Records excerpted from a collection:
::::::::

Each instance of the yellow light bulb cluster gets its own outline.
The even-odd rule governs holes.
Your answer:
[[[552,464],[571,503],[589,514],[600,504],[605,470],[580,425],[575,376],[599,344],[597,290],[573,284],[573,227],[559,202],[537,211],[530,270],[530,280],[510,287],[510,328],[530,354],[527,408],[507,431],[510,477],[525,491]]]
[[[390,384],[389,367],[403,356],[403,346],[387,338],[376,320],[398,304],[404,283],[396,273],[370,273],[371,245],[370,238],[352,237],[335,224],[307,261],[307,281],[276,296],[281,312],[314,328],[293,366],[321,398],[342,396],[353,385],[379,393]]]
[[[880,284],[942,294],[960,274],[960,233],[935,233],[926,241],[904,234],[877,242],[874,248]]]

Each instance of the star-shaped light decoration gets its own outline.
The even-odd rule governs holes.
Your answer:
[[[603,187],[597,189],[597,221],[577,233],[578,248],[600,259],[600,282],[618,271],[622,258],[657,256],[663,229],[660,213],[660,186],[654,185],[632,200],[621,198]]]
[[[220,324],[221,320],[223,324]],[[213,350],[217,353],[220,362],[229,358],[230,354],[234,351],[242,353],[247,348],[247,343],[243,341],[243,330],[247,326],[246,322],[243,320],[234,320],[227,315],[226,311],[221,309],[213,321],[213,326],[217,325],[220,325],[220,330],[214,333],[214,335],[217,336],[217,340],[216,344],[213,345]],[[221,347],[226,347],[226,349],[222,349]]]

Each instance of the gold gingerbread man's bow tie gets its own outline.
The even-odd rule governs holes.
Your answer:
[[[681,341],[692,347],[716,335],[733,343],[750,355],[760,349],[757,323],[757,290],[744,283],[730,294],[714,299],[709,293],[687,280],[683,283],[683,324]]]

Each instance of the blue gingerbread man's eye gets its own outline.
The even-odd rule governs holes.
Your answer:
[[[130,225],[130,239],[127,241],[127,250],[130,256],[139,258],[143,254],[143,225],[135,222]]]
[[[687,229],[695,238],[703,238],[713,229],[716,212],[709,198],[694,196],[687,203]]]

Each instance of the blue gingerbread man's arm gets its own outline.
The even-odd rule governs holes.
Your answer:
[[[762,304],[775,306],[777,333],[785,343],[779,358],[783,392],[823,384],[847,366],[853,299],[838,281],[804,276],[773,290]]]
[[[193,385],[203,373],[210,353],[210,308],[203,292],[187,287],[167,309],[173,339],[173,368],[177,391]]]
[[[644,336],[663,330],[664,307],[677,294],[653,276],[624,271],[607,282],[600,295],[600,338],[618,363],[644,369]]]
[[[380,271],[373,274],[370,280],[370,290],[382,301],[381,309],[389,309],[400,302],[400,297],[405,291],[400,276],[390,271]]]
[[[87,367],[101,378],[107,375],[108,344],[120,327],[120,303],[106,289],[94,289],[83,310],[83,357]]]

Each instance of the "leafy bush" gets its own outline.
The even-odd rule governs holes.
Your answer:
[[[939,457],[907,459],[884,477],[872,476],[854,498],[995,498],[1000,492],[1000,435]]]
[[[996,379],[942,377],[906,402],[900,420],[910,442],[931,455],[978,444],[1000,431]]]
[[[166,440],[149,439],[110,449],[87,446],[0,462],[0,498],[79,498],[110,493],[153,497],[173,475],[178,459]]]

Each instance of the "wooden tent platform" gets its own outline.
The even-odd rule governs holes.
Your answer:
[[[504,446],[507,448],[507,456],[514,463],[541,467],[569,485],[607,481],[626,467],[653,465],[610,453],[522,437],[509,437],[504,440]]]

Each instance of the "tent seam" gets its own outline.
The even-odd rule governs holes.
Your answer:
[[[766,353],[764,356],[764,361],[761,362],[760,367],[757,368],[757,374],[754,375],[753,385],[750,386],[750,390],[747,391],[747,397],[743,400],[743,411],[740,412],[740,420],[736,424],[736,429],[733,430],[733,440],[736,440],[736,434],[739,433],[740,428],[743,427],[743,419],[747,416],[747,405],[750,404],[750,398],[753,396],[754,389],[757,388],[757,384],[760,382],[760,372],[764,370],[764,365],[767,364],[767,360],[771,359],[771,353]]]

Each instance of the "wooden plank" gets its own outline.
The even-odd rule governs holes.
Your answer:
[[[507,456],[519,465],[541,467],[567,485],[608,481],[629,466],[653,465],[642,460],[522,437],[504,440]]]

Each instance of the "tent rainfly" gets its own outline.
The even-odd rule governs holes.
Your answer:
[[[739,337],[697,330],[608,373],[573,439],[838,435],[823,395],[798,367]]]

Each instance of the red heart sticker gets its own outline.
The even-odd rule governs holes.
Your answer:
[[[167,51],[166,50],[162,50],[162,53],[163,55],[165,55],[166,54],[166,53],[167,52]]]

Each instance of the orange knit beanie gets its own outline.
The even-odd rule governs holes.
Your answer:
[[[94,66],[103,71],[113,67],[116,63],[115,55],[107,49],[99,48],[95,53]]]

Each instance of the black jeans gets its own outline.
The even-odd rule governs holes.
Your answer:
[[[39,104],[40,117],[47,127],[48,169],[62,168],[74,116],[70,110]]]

::::::::

What needs to be done:
Rewrite all of the data above as a numbered list, leaving out the blank lines.

Exercise answer:
1. Each instance of the yellow light bulb cluster gets its own outline.
2. The even-odd rule governs holes.
3. Your answer:
4. [[[552,464],[571,503],[589,514],[600,504],[605,470],[580,425],[575,376],[599,344],[597,290],[573,284],[573,227],[559,202],[537,211],[530,270],[530,280],[510,287],[510,328],[530,354],[527,408],[507,431],[510,477],[525,491]]]
5. [[[390,384],[389,367],[403,356],[403,346],[387,338],[376,320],[398,304],[404,283],[396,273],[370,273],[371,245],[370,238],[352,237],[335,224],[307,261],[307,281],[276,296],[281,312],[314,328],[293,366],[321,398],[342,396],[353,385],[379,393]]]
6. [[[880,284],[942,294],[960,274],[960,233],[935,233],[926,241],[904,234],[877,242],[874,248]]]
7. Each instance of the star-shaped light decoration gets its own outline.
8. The even-odd rule governs holes.
9. Your answer:
10. [[[603,187],[597,189],[597,221],[577,233],[578,248],[600,259],[600,282],[618,271],[622,258],[657,256],[663,229],[660,213],[660,186],[654,185],[632,200],[621,198]]]
11. [[[220,324],[221,320],[223,324]],[[213,350],[217,353],[220,362],[229,358],[230,354],[234,351],[242,353],[247,348],[247,343],[243,341],[243,330],[247,326],[246,322],[243,320],[234,320],[227,315],[226,311],[221,309],[213,321],[213,326],[217,325],[220,325],[220,330],[214,333],[214,335],[217,336],[217,340],[216,344],[213,345]],[[221,347],[226,347],[226,349],[222,349]]]
12. Each instance of the gold gingerbread man's bow tie gets its own outline.
13. The even-odd rule governs holes.
14. Your answer:
15. [[[681,341],[692,347],[716,335],[733,343],[750,355],[760,349],[757,323],[757,290],[744,283],[730,294],[714,299],[709,293],[687,280],[683,283],[683,324]]]
16. Each instance of the blue gingerbread man's eye gets its own outline.
17. The even-odd rule governs holes.
18. Your answer:
19. [[[130,225],[130,239],[127,241],[127,250],[130,256],[139,258],[143,254],[143,225],[135,222]]]
20. [[[687,229],[695,238],[703,238],[713,229],[716,212],[709,198],[694,196],[687,203]]]
21. Each instance of the blue gingerbread man's arm gets its own outline.
22. The even-odd rule governs holes.
23. Your answer:
24. [[[762,304],[775,306],[777,333],[785,343],[779,358],[783,392],[823,384],[847,366],[853,299],[838,281],[804,276],[773,290]]]
25. [[[193,385],[203,373],[210,353],[210,308],[203,292],[187,287],[167,309],[173,339],[173,368],[177,391]]]
26. [[[644,336],[663,330],[664,307],[677,294],[653,276],[624,271],[607,282],[600,295],[600,338],[618,363],[644,369]]]
27. [[[380,271],[373,274],[370,280],[370,290],[382,301],[381,309],[389,309],[400,302],[400,297],[405,291],[400,276],[390,271]]]
28. [[[87,367],[101,378],[107,375],[108,344],[120,327],[120,303],[106,289],[94,289],[83,310],[83,357]]]
29. Each instance of the "leafy bush" gets its own outline.
30. The even-odd rule governs holes.
31. Your answer:
32. [[[939,457],[907,459],[884,477],[872,476],[854,498],[995,498],[1000,492],[1000,435]]]
33. [[[996,379],[942,377],[906,402],[900,420],[910,442],[931,455],[978,444],[1000,431]]]
34. [[[166,440],[149,439],[110,449],[87,446],[0,462],[0,498],[79,498],[110,493],[153,497],[173,475],[178,459]]]
35. Each instance of the "wooden tent platform" gets its own outline.
36. The even-odd rule governs holes.
37. Your answer:
38. [[[504,446],[507,448],[507,456],[514,463],[541,467],[569,485],[607,481],[626,467],[653,465],[610,453],[522,437],[509,437],[504,440]]]
39. Each instance of the "tent seam" gets its own outline.
40. The even-odd rule governs holes.
41. Your answer:
42. [[[766,353],[764,356],[764,361],[761,362],[760,367],[757,368],[757,374],[754,375],[753,385],[750,386],[750,390],[747,391],[747,397],[743,400],[743,411],[740,412],[740,420],[736,424],[736,429],[733,430],[733,440],[736,440],[736,434],[739,433],[740,428],[743,427],[743,419],[747,416],[747,405],[750,404],[750,398],[753,396],[754,389],[757,388],[757,384],[760,382],[760,372],[764,370],[764,365],[767,364],[767,360],[771,359],[771,353]]]
43. Each instance of the "wooden plank" gets its own outline.
44. The even-odd rule governs holes.
45. Your answer:
46. [[[507,456],[519,465],[541,467],[567,485],[608,481],[629,466],[653,465],[642,460],[522,437],[504,440]]]
47. Each instance of the "tent rainfly" gets its own outline.
48. The even-odd rule governs holes.
49. Your answer:
50. [[[739,337],[697,330],[608,373],[573,439],[838,435],[823,395],[798,367]]]
51. Each instance of the red heart sticker gets its own outline.
52. The even-odd rule governs holes.
53. Your answer:
54. [[[167,51],[166,50],[162,50],[162,53],[163,55],[165,55],[166,54],[166,53],[167,52]]]
55. Each instance of the orange knit beanie gets its own outline.
56. The even-odd rule governs holes.
57. Your answer:
58. [[[94,66],[103,71],[113,67],[116,63],[115,55],[107,49],[99,48],[95,53]]]
59. Each instance of the black jeans gets its own outline.
60. The even-odd rule governs holes.
61. Your answer:
62. [[[39,104],[40,117],[47,127],[48,169],[62,168],[74,116],[70,110]]]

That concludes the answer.